---------- SOURCE PASSAGE ----------

By Tess Stynes
Hewlett-Packard Co. said its earnings for the January quarter
fell 4% as the company's desktop computer sales slowed.
Shares fell 3.6% to $37.10 in recent after-hours trading as the
company also disclosed the impact from the stronger dollar. The
stock has gained 29% over the past 12 months through Tuesday's
close.
For current quarter ending in April, the company forecast
per-share earnings of 84 cents to 88 cents, which includes a
currency impact of 9 cents a share. Analysts polled by Thomson
Reuters estimated 96 cents a share.
Hewlett-Packard in October unveiled plans to separate its
personal-computer and printer businesses from its corporate
hardware and services operations, which has been billed as the
growth engine. The company is expected to provide further details
about the planned separation during its conference call.
The recent wave of breakups and spinoffs at technology companies
and in the wider corporate world has been fueled by the idea that
companies with a narrower focus perform better.

---------- GIVEN MATERIAL ----------

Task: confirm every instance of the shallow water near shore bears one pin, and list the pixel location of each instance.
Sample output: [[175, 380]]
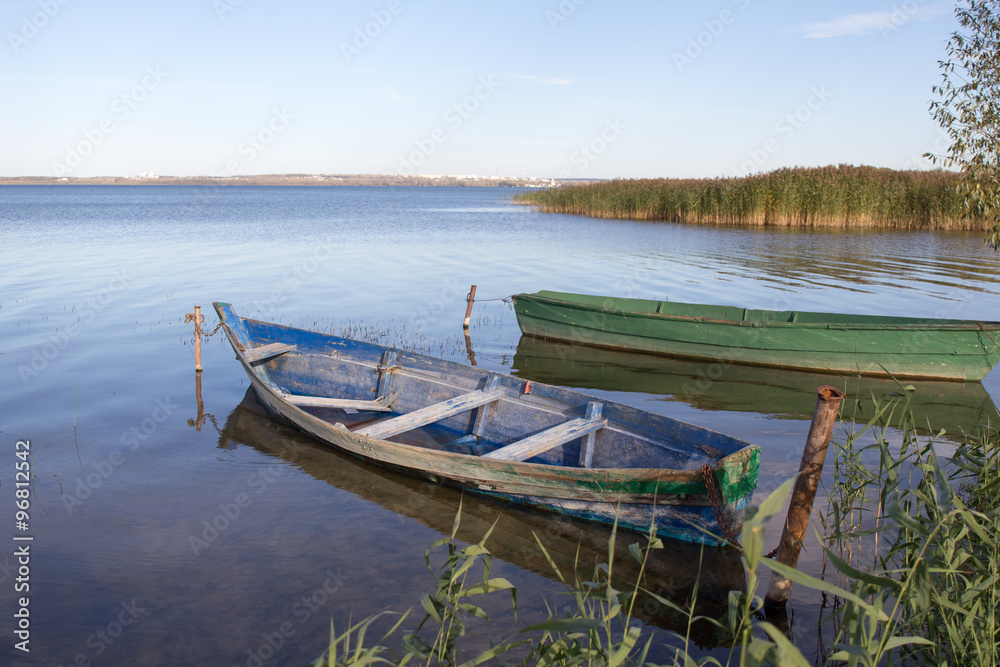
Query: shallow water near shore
[[172, 531]]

----------

TASKS AND EXERCISES:
1: Answer these questions from the Hewlett-Packard earnings article:
(a) By what percentage did earnings for the January quarter fall?
(b) What range of per-share earnings did the company forecast for the quarter ending in April?
(c) In what month did Hewlett-Packard unveil its plans to separate its businesses?
2: Copy the Hewlett-Packard earnings article word for word, starting at the words "Shares fell 3.6%" and stopping after "its conference call.".
The material shown here comes from a source unrelated to the Hewlett-Packard earnings article.

SOLUTIONS:
1:
(a) 4%
(b) 84 cents to 88 cents
(c) October

2:
Shares fell 3.6% to $37.10 in recent after-hours trading as the
company also disclosed the impact from the stronger dollar. The
stock has gained 29% over the past 12 months through Tuesday's
close.
For current quarter ending in April, the company forecast
per-share earnings of 84 cents to 88 cents, which includes a
currency impact of 9 cents a share. Analysts polled by Thomson
Reuters estimated 96 cents a share.
Hewlett-Packard in October unveiled plans to separate its
personal-computer and printer businesses from its corporate
hardware and services operations, which has been billed as the
growth engine. The company is expected to provide further details
about the planned separation during its conference call.